>> BEGIN

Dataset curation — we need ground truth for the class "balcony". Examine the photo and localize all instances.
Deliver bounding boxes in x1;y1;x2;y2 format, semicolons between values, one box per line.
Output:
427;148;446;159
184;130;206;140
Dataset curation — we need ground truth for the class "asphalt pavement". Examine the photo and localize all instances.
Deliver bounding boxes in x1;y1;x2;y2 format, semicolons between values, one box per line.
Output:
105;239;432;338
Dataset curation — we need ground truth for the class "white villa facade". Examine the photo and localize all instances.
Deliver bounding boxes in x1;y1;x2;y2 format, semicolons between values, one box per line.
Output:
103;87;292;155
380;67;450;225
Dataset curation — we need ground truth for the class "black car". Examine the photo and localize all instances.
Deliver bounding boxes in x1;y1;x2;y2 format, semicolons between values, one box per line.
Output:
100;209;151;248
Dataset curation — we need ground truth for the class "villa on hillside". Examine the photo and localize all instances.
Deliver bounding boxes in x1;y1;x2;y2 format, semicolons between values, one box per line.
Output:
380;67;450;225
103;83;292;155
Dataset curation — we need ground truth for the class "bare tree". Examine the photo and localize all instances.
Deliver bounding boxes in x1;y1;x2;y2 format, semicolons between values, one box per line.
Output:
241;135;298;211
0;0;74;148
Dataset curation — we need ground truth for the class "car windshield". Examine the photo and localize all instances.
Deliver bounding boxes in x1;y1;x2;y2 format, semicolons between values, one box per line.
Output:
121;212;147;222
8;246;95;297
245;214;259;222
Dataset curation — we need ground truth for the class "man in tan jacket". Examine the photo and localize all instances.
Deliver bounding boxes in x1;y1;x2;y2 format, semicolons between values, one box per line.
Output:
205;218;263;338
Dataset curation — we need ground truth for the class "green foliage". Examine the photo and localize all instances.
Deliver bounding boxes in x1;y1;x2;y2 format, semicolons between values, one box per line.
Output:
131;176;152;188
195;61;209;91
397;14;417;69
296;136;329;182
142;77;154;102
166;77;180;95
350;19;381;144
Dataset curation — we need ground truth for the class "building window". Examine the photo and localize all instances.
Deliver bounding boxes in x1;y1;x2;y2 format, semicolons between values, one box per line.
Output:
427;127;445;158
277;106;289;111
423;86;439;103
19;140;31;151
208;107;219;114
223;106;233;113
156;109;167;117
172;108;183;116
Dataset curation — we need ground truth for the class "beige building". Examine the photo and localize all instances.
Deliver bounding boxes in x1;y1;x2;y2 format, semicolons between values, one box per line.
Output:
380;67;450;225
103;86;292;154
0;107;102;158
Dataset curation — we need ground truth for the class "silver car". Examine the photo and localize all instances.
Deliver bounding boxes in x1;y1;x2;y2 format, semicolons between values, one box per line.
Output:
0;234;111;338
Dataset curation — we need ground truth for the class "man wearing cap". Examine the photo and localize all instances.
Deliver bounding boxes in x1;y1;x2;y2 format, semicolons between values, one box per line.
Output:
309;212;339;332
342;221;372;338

>> END

Return the lines of the records above exactly as they appear, starting with the first line of the records and going on through the line that contains "105;239;432;338".

> Full response
Dataset curation — we need ground truth for the class "balcony". Examine the photo and localize all instances.
Deliver bounding boxes in x1;y1;x2;y2 format, semicolons between values, one box per line.
Output:
427;148;446;159
184;130;206;140
Dataset curation — we need ground truth for the class "asphalt pavement". Examine the photo and localize all instances.
Deliver bounding boxes in x1;y1;x2;y2 format, semicolons between values, one box per line.
Output:
105;239;432;338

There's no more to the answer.